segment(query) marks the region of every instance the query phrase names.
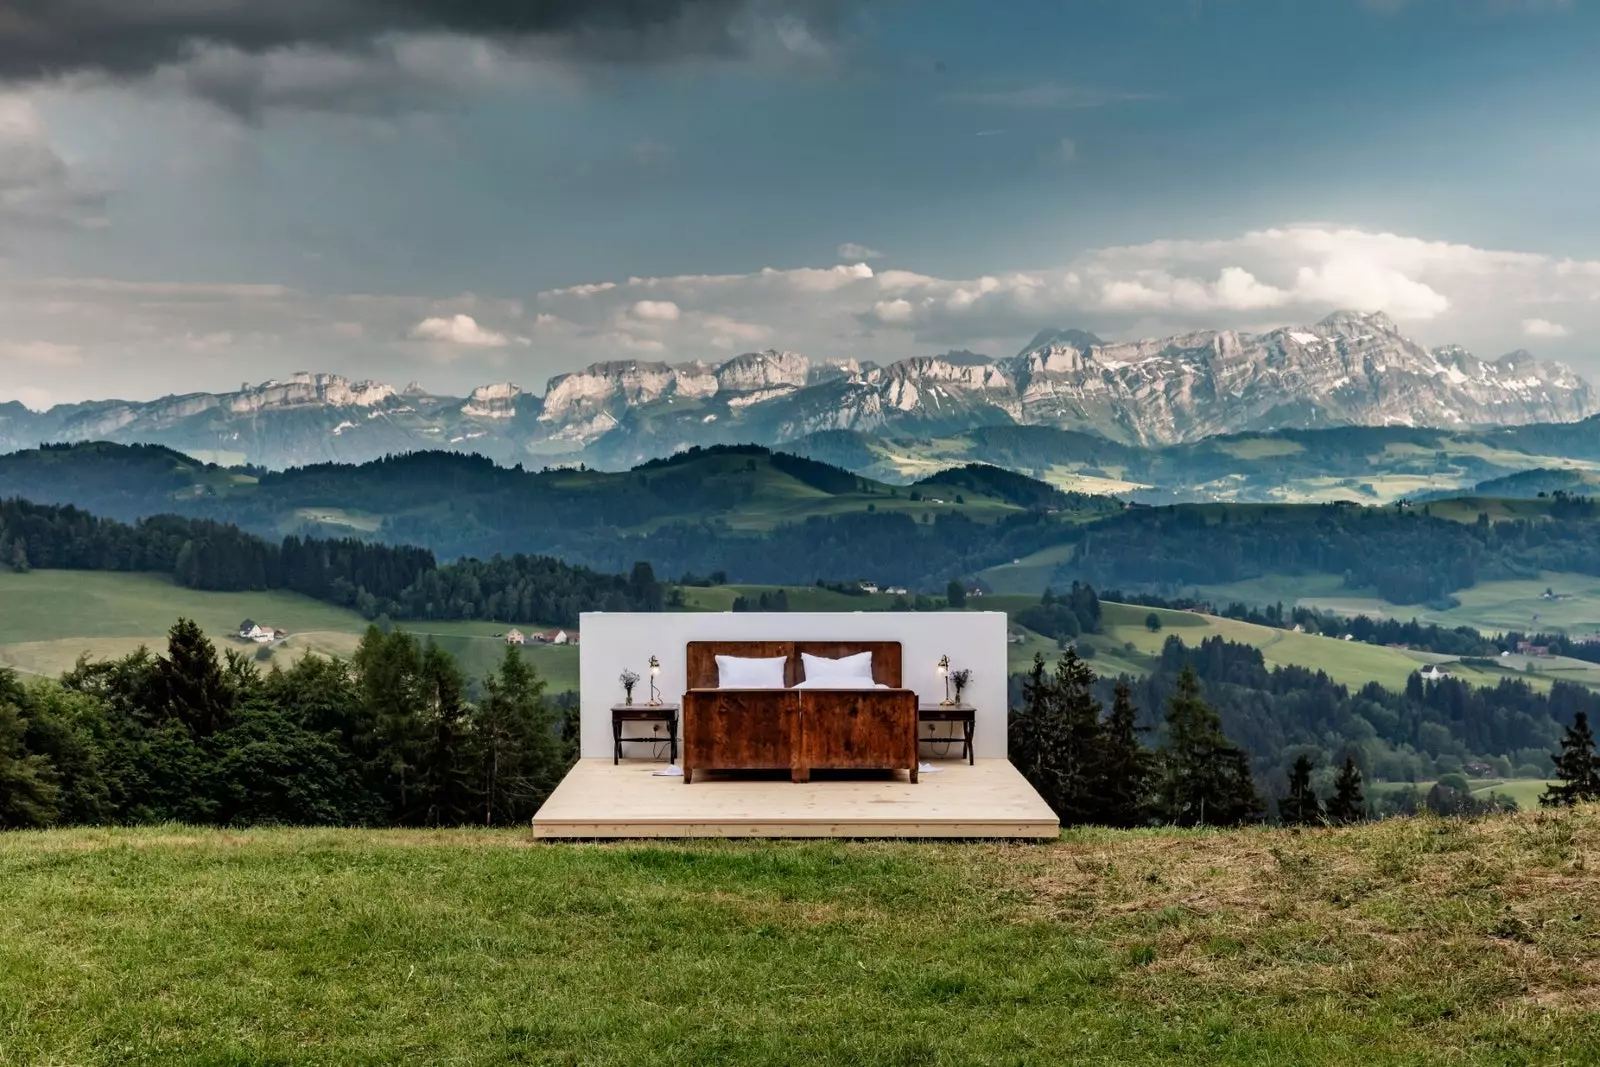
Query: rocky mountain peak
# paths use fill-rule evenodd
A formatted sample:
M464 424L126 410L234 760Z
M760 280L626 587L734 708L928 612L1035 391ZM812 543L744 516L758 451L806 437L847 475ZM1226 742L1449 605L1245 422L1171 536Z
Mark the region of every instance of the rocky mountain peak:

++++

Task directions:
When you restate the listing above, give each line word for word but leave out every image.

Solution:
segment(query) marks the region of every instance the query phrase names.
Query: rocky mountain peak
# paths use fill-rule evenodd
A formatted sample:
M464 424L126 410L234 760Z
M760 280L626 587L734 708L928 612L1035 391ZM812 543L744 516L758 451L806 437L847 475ZM1226 742L1449 605L1245 422L1171 536Z
Mark the region of every instance of the rocky mountain peak:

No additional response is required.